- **Exercise description**: Restate the data below word for word. Skip any images it contains.

- **Records for processing**:
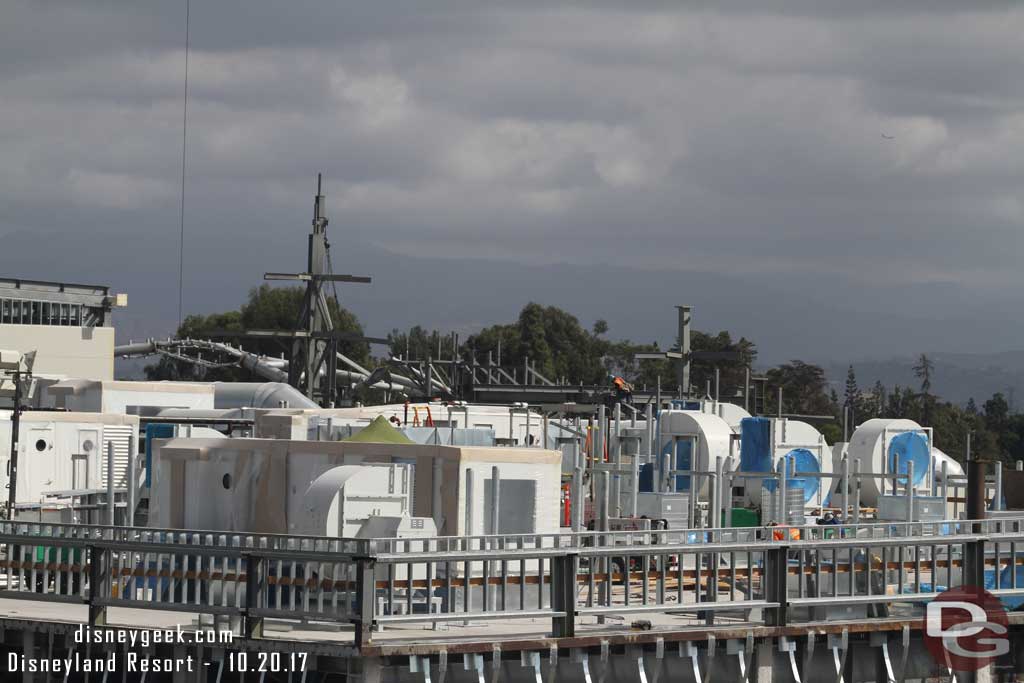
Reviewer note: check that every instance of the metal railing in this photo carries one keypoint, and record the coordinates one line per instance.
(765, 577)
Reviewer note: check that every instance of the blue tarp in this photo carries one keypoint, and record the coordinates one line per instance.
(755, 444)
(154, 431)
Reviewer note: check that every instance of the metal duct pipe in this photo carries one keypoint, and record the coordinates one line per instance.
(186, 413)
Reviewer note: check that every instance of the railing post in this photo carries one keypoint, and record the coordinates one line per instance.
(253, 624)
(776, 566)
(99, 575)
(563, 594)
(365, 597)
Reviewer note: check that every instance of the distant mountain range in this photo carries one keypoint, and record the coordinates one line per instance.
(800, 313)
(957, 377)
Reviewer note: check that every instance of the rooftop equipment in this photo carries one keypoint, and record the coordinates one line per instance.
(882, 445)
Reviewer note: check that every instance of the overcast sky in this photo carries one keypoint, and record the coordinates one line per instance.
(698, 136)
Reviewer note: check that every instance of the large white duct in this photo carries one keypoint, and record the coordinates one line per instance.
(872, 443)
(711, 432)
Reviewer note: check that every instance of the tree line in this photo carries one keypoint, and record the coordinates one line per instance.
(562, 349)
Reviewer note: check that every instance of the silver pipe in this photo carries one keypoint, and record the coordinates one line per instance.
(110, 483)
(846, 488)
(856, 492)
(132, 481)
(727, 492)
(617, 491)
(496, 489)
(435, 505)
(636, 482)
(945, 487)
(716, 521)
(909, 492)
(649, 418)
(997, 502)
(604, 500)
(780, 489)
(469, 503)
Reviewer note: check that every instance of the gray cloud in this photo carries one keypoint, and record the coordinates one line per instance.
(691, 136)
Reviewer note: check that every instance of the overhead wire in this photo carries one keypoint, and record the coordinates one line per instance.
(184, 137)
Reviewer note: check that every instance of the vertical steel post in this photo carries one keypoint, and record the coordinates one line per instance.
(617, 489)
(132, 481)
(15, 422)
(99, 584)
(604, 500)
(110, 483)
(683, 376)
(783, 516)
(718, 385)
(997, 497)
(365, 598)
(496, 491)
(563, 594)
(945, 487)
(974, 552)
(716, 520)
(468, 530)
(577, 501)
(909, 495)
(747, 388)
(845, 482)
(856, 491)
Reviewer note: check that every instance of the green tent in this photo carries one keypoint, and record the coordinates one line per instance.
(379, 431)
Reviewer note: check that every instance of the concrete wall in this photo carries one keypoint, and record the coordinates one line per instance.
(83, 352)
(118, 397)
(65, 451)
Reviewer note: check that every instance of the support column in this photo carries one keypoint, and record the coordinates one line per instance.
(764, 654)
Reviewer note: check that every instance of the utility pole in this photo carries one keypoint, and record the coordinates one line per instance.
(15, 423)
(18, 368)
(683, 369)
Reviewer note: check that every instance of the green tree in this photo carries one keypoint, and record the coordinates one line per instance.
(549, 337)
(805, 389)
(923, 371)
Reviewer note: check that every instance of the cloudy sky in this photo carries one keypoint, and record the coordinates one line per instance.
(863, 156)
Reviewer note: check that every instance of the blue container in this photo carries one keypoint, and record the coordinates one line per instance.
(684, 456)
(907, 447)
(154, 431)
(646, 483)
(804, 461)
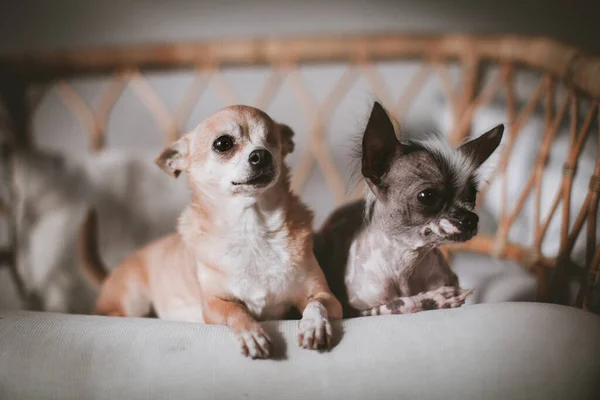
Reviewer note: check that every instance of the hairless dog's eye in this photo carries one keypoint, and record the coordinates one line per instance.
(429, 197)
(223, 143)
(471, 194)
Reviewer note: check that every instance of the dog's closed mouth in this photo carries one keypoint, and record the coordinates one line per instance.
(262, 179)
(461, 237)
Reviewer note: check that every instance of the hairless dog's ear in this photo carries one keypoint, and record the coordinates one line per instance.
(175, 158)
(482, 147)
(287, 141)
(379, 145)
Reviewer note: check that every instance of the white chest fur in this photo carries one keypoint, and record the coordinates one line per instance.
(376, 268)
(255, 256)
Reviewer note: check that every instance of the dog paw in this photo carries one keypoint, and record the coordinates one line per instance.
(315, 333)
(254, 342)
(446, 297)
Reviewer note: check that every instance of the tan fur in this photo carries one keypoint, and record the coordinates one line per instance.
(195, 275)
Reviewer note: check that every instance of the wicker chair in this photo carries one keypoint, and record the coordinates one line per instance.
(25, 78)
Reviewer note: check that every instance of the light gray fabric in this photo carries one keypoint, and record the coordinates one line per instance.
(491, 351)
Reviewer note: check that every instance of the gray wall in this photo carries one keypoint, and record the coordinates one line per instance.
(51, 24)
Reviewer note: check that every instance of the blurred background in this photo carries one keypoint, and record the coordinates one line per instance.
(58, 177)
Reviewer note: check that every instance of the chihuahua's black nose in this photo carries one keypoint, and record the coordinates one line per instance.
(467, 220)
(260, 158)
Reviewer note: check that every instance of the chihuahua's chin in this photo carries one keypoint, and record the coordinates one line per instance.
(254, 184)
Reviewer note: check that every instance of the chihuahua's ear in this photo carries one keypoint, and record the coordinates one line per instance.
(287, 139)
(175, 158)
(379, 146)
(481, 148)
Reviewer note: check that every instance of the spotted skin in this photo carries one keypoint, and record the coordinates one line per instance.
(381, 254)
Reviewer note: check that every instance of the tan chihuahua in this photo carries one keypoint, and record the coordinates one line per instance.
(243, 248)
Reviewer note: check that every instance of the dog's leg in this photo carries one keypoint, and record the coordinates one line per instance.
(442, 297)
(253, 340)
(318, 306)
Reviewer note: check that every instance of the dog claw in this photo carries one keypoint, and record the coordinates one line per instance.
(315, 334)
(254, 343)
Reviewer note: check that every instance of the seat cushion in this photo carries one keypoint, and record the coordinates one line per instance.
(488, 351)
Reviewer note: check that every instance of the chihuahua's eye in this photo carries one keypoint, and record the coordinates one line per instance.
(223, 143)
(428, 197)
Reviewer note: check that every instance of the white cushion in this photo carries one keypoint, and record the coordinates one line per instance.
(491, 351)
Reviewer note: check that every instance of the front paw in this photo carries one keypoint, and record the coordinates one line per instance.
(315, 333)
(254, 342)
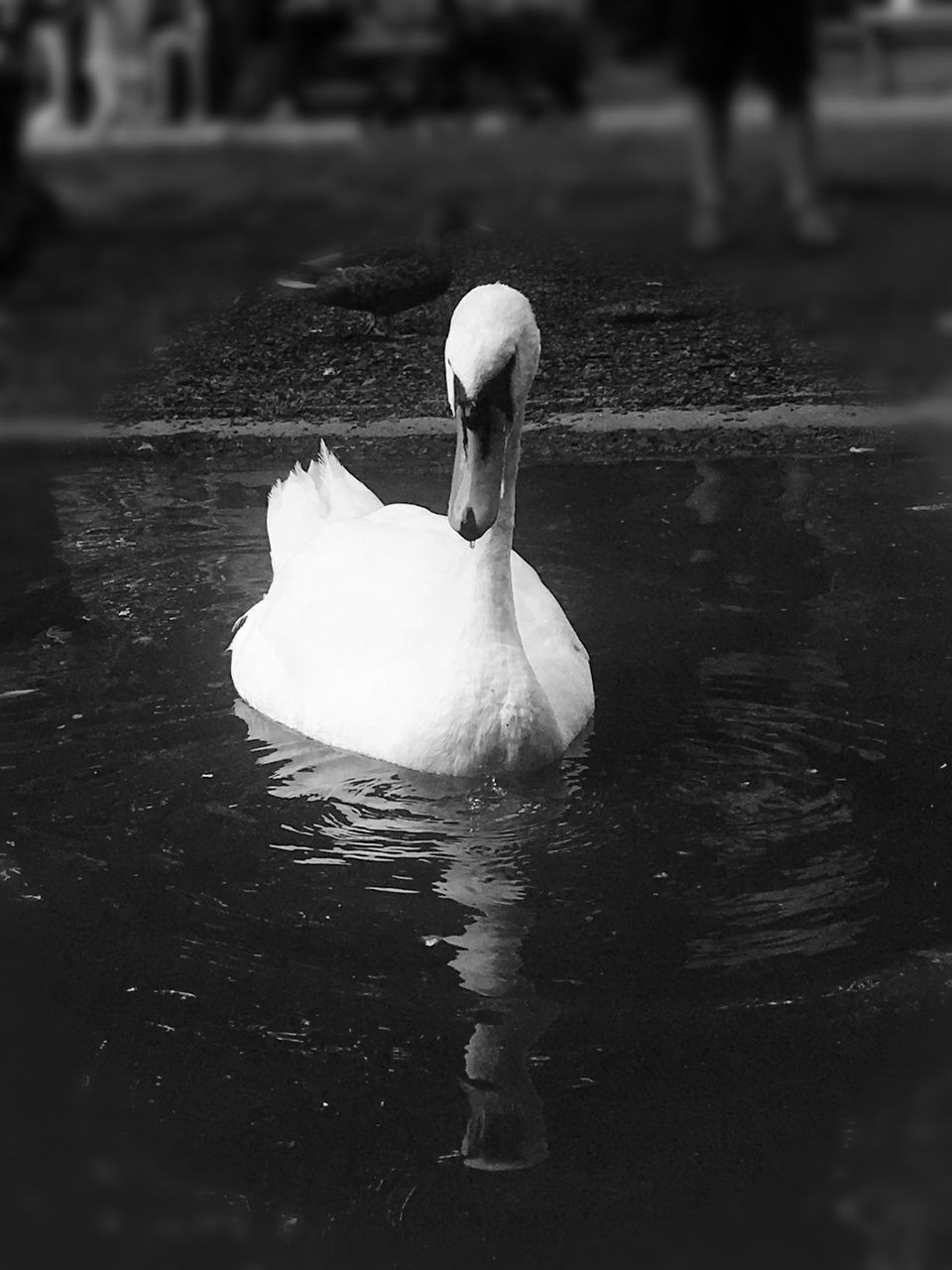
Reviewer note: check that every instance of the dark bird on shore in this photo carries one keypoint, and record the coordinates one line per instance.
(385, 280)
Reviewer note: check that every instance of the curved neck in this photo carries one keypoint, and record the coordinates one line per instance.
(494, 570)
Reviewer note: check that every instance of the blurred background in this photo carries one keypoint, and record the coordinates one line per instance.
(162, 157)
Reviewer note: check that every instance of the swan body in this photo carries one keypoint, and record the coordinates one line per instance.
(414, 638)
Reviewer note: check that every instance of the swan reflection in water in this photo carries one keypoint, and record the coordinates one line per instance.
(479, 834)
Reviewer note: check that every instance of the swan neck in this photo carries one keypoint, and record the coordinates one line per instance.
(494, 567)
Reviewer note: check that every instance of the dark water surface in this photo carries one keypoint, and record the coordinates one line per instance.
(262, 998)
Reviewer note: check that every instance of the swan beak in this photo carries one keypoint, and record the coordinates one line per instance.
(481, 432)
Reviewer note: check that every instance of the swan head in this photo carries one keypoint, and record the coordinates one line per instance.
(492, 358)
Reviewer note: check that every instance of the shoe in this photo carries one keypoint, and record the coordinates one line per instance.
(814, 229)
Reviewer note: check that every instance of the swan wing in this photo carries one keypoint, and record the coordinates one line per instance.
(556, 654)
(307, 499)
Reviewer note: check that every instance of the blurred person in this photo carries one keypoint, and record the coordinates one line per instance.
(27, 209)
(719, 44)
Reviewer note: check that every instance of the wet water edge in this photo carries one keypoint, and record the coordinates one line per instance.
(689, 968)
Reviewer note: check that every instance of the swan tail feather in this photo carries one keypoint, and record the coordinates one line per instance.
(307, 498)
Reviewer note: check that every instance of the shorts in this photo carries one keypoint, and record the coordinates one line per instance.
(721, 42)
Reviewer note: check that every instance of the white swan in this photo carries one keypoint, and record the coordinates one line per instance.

- **Response**:
Reviewer note: check that every instance of the metal railing in this photo carries one keypoint, and record the coordinates one line per instance.
(765, 577)
Reviewer note: check that every instance of the blue tarp in this photo carries one keypoint, and record the coordinates one line per instance.
(755, 444)
(154, 431)
Reviewer note: check that every instance of the metal duct pipe in this photo carries one keypoint, and record the coordinates one line per instance.
(186, 413)
Reviewer note: check that every instance of the railing post in this photo carries one keypoint, and record the coordinates one line per instance.
(253, 624)
(776, 566)
(99, 575)
(563, 594)
(365, 597)
Reviewer note: check that every instance of the distant mountain range in this photo carries one keypoint, and record the coordinates one line per instance.
(800, 313)
(957, 377)
Reviewer note: check that every instance of the rooftop equipment in this photo carries one keypoint, and record the coordinates one line per instance.
(882, 445)
Reviewer note: check that every instance of the overcast sky in this photo carries one keypoint, and record the coordinates one line per instance.
(698, 136)
Reviewer note: check that every instance of the large white duct in this photo carries one keypoint, and record the coordinates one line per instance.
(872, 443)
(711, 432)
Reviewer note: check that every instance of the tree line in this photo carries one keypoint, and record the coordinates one line per instance.
(562, 349)
Reviewer note: check that every instance of the silver pipe in this photo carries one keypoint, and record the coordinates one line per instance.
(110, 483)
(846, 488)
(856, 492)
(132, 481)
(727, 492)
(617, 491)
(496, 489)
(435, 505)
(636, 482)
(945, 487)
(716, 521)
(909, 492)
(649, 418)
(997, 502)
(604, 500)
(780, 489)
(469, 503)
Reviewer note: check that every instance of the gray cloud in this photo carries one keypoint, and record the coordinates one line per instance.
(691, 136)
Reviewer note: check that every instance of the overhead wire in this photo carries one keypoint, and record the coordinates one line per instance.
(184, 137)
Reviewer note: check that every instance of the vertical steel post in this photo carries one keypoint, and record the coordinates one line per instance.
(617, 489)
(132, 481)
(15, 422)
(99, 584)
(604, 500)
(110, 483)
(683, 376)
(783, 516)
(718, 385)
(997, 497)
(365, 598)
(496, 491)
(563, 594)
(945, 487)
(974, 552)
(716, 520)
(468, 530)
(577, 501)
(909, 495)
(747, 388)
(845, 482)
(856, 491)
Reviewer note: check that every instance of the green tent in this photo carries one keypoint, and record the coordinates one line per instance.
(379, 431)
Reviewer note: check that every instance of the concrete wall in this photo carries one keypoint, and record the coordinates one line per instance.
(83, 352)
(118, 397)
(65, 451)
Reviewer note: check that every instance of the support column in this photo carries one keypoint, and record the coordinates one line per instance.
(764, 654)
Reviewer note: check that every instance of the utility pole in this photo carries one keypoint, and record the coordinates one line per instance.
(15, 423)
(18, 368)
(683, 369)
Reviewer note: check that every instance of the green tree in this photo carries one keypoint, and record the coordinates one line per instance.
(549, 337)
(805, 389)
(923, 371)
Reviewer note: check that every instance of the cloudy sky in this photo carries one keypoint, and record the coordinates one line per instance.
(863, 156)
Reviewer note: check that every instance of the blue container in this photo carries one keypoint, and record the coordinates one line per instance.
(684, 456)
(907, 447)
(154, 431)
(646, 483)
(804, 461)
Reviewer note: check that every instance of the hairless dog's eye in this photo carries one keypoint, and record the coordinates one line per instance.
(429, 197)
(223, 143)
(471, 194)
Reviewer note: check that every instance of the dog's closed mouth in this photo carries one keypoint, and record the coordinates one line per instance.
(262, 179)
(461, 237)
Reviewer note: check that every instance of the hairless dog's ear in this photo carries one keypoint, and record the coordinates one line per instance.
(175, 158)
(482, 147)
(287, 141)
(379, 145)
Reviewer note: check that every instance of the white chest fur in this photo carries one keypoint, and record the coordinates one line per instance.
(376, 268)
(255, 256)
Reviewer note: check that every instance of the dog paw in this photo carries one keypoint, and record the coordinates one line per instance.
(315, 333)
(254, 342)
(446, 297)
Reviewer note: check that every instance of the tan fur in this photo carries one keypoint, and record the coordinates one line per instance.
(195, 275)
Reviewer note: check that every instance of the wicker chair in this photo carries one keypoint, and record the coordinates one line per instance.
(25, 78)
Reviewer note: check that every instance of the light gray fabric in this photo carries one keypoint, and record the coordinates one line per instance.
(491, 351)
Reviewer note: check that every instance of the gray wall in this photo carries one keypoint, and record the coordinates one line per instance.
(51, 24)
Reviewer note: check that every instance of the blurred background in this photo carries one keypoint, and record the coordinates one line per instance.
(58, 177)
Reviewer note: check that every instance of the chihuahua's black nose in this photo carries one keypoint, and record the coordinates one line per instance.
(467, 220)
(260, 158)
Reviewer note: check that every instance of the chihuahua's chin in this photo carries one keypoint, and record the coordinates one line per instance.
(254, 184)
Reviewer note: check that every instance of the chihuahua's ear in this photo carries one keypoint, and record the coordinates one line per instance.
(287, 139)
(175, 158)
(379, 146)
(481, 148)
Reviewer note: check that every instance of the spotted skin in this photo carries one keypoint, and record the coordinates one line per instance.
(381, 254)
Reviewer note: check that every instance of the tan chihuahua in this photo carries one keypoint, and record the coordinates one line per instance.
(243, 248)
Reviewer note: check that every instance of the dog's leg in this photo carries one keypoint, and record the coordinates one line per instance.
(442, 297)
(253, 340)
(318, 306)
Reviewer note: check that every instance of the dog claw in this photo carries one keypoint, and record the coordinates one line per instance.
(315, 334)
(254, 343)
Reviewer note: check that every instance of the seat cushion in this photo carries one keypoint, and record the coordinates one line per instance.
(488, 351)
Reviewer note: check that every instance of the chihuahua's eye in this photo carries one keypoint, and record the coordinates one line per instance.
(223, 143)
(428, 197)
Reviewer note: check that every instance of the white cushion in this photo carries one keypoint, and record the coordinates one line per instance.
(491, 351)
Reviewer note: check that every instance of the front paw in this photo carries one keypoint, and record the coordinates one line per instance.
(315, 333)
(254, 342)
Reviewer note: check that every instance of the dark bird on shore in this photo carries one keypoint, and record the coordinates one line per instance.
(385, 280)
Reviewer note: check that every instance of the curved neck in this photo carries one keypoint, and record the coordinates one line per instance.
(494, 570)
Reviewer note: check that every instance of the blurred background in this photo carries one keypoint, and record the coordinates one line per instance.
(162, 157)
Reviewer note: check that every instance of the swan body in this photo carries one keypoint, and record the coordinates one line per instance.
(414, 638)
Reviewer note: check that every instance of the swan reflection in water in this photo carries one keypoint, and record the coordinates one line per instance.
(479, 834)
Reviewer note: check that every instance of the swan neck in this photo carries one keypoint, and record the coordinates one line per instance.
(494, 567)
Reviewer note: check that every instance of the dark water surface in this photo carries one keypoint, and record the coordinates one line per instance.
(262, 998)
Reviewer note: check that every instance of the swan beak in this photo carries one keypoint, and record the coordinates one line per instance.
(481, 432)
Reviewer note: check that every instance of the swan head in this photo carries one keypoint, and record the coordinates one line per instance.
(492, 358)
Reviewer note: check that every instance of the shoe in this photo carries one keypoint, and record the coordinates one line per instance.
(814, 229)
Reviewer note: check that every instance of the swan wing in this photo carries one keypoint, and record the coordinates one line per instance.
(556, 654)
(307, 499)
Reviewer note: check that every instance of the blurred person in this photo carries one keypoint, and record the coordinates one line per instance.
(27, 209)
(719, 44)
Reviewer note: check that every instance of the wet water edge in this photo carries one keypoint, and record the coordinates one line per instance.
(689, 968)
Reviewer note: check that every instance of the swan tail feather in this photo carries one keypoint, and record the coordinates one line per instance.
(307, 498)
Reviewer note: check that every instance of the shorts in this photo carries one keypoint, and record the coordinates one line per instance.
(721, 42)
Reviewer note: check that every instance of the white swan in this photo carries one keypoint, and record the coordinates one line per instance.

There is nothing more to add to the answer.